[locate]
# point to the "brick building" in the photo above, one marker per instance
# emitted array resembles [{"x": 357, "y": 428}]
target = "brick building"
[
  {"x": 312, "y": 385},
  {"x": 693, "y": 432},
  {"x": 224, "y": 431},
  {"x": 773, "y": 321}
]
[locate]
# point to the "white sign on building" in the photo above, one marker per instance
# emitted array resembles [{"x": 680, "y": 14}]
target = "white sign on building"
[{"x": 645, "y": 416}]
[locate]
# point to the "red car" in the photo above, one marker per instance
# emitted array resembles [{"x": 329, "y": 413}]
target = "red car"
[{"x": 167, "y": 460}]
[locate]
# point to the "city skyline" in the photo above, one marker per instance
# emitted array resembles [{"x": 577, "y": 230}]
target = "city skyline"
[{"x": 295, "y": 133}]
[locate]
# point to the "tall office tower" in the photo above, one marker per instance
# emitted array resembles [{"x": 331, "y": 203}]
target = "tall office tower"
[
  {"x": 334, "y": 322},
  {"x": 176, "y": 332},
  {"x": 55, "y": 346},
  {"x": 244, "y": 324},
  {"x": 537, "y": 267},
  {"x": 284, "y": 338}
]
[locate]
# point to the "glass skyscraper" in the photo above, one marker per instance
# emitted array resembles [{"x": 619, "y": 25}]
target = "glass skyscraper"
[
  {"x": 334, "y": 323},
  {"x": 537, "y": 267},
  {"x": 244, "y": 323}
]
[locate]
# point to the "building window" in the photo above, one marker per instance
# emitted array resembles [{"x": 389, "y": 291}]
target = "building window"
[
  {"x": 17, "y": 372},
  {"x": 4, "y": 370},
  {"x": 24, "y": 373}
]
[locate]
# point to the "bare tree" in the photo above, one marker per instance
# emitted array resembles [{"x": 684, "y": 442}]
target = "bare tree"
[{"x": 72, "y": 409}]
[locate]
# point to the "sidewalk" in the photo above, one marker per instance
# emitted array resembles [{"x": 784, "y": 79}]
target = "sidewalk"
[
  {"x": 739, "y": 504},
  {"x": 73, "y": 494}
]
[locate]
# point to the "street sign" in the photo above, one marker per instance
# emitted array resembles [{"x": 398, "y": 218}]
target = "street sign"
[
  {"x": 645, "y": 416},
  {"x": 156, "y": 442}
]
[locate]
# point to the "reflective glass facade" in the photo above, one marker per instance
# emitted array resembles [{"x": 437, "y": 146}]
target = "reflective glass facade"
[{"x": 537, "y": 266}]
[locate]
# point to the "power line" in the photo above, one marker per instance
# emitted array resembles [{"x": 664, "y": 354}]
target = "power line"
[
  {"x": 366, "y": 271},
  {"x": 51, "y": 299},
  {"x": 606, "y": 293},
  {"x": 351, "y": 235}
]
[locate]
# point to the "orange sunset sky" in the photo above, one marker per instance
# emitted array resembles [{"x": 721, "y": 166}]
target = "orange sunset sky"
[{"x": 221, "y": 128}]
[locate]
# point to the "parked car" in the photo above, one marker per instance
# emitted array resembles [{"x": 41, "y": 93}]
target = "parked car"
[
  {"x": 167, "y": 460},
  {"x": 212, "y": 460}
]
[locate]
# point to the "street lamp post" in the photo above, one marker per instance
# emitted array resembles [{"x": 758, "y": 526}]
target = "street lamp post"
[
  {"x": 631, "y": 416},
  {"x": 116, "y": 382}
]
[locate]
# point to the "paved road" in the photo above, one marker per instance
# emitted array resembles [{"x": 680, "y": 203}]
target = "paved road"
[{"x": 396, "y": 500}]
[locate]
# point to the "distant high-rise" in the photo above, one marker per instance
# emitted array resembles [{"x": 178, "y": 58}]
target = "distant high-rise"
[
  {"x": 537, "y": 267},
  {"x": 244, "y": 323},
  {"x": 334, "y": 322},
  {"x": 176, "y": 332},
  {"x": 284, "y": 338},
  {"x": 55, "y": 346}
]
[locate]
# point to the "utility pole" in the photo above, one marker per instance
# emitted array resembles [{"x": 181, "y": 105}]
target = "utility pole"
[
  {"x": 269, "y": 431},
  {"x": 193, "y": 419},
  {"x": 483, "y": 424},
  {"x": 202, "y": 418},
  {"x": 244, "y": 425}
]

* * * * * * *

→ **Brief**: Reproduce all the records shown above, unchanged.

→ **Result of this task**:
[locate]
# point to the "brick building" in the photo above, one marker per instance
# emitted array resembles [{"x": 357, "y": 428}]
target = "brick building"
[
  {"x": 312, "y": 385},
  {"x": 693, "y": 432},
  {"x": 224, "y": 431},
  {"x": 773, "y": 321}
]
[locate]
# point to the "white sign on building" in the photo above, one marker per instance
# emitted array resembles [{"x": 680, "y": 14}]
target = "white sign on building"
[{"x": 645, "y": 416}]
[locate]
# point to the "red car" in the photo above, one marker per instance
# emitted array resembles [{"x": 329, "y": 413}]
target = "red car"
[{"x": 167, "y": 460}]
[locate]
# point to the "city skyline" in the photo above, one marker per instance
# emitted array resembles [{"x": 577, "y": 230}]
target = "city skyline"
[{"x": 295, "y": 133}]
[locate]
# point to the "tall office tower" in the photo above, one marker per instance
# emitted array resembles [{"x": 331, "y": 203}]
target = "tall office tower"
[
  {"x": 334, "y": 322},
  {"x": 176, "y": 332},
  {"x": 55, "y": 346},
  {"x": 244, "y": 324},
  {"x": 537, "y": 267},
  {"x": 284, "y": 338}
]
[locate]
# point to the "glass skyscraper" in the photo above, one marker per instance
# emitted array resembles [{"x": 619, "y": 25}]
target = "glass skyscraper"
[
  {"x": 334, "y": 323},
  {"x": 537, "y": 267},
  {"x": 244, "y": 323}
]
[locate]
# point to the "building window" in the photo above, one marker per instance
# emitted array resembles [{"x": 389, "y": 291}]
target = "building window"
[
  {"x": 17, "y": 372},
  {"x": 4, "y": 370},
  {"x": 24, "y": 373}
]
[locate]
# point to the "bare tree" in the photo above, one marker per instance
# emitted array resembles [{"x": 684, "y": 442}]
target = "bare tree"
[{"x": 72, "y": 409}]
[locate]
# point to the "sidewalk" in the photo above, one marker per instance
# emitted array resembles [{"x": 784, "y": 79}]
target = "sidewalk"
[
  {"x": 739, "y": 504},
  {"x": 73, "y": 494}
]
[locate]
# point to the "street sign" in the photo above, one marker per instance
# emitted array resembles [{"x": 398, "y": 218}]
target = "street sign"
[
  {"x": 645, "y": 416},
  {"x": 156, "y": 442}
]
[locate]
# point to the "reflective glass facade" in the photo above, one marker per instance
# emitted array resembles [{"x": 437, "y": 146}]
target = "reflective glass facade"
[{"x": 537, "y": 266}]
[locate]
# point to the "power line" in the photo above, one marker per instance
# emitted array resembles [{"x": 664, "y": 354}]
target = "power line"
[
  {"x": 366, "y": 271},
  {"x": 51, "y": 299},
  {"x": 606, "y": 293},
  {"x": 351, "y": 235}
]
[locate]
# point to the "orange sunset sky" in the photo above, one marker per instance
# emitted array resembles [{"x": 721, "y": 166}]
target = "orange sunset sky"
[{"x": 221, "y": 128}]
[locate]
# point to the "parked car" in the photo above, one marker per instance
# emitted array resembles [{"x": 41, "y": 93}]
target = "parked car"
[
  {"x": 167, "y": 460},
  {"x": 212, "y": 460}
]
[locate]
# point to the "street lamp post" in the photo above, one marker per instance
# emitted array resembles [{"x": 758, "y": 526}]
target = "street lamp post"
[
  {"x": 631, "y": 416},
  {"x": 116, "y": 382}
]
[locate]
# point to the "paved road" in the photo above, one marker per instance
# emitted array resembles [{"x": 680, "y": 203}]
target = "paved road"
[{"x": 396, "y": 500}]
[locate]
# point to the "distant high-rise" in the photo above, one marker per instance
# emitted array resembles [{"x": 178, "y": 58}]
target = "distant high-rise"
[
  {"x": 537, "y": 267},
  {"x": 244, "y": 323},
  {"x": 334, "y": 322},
  {"x": 176, "y": 332},
  {"x": 284, "y": 338},
  {"x": 55, "y": 346}
]
[locate]
# point to the "utility pole" in the photo above, one marker per instance
# emitted array resembles [{"x": 181, "y": 105}]
target = "utility pole"
[
  {"x": 269, "y": 431},
  {"x": 193, "y": 419},
  {"x": 483, "y": 424},
  {"x": 202, "y": 418},
  {"x": 244, "y": 425}
]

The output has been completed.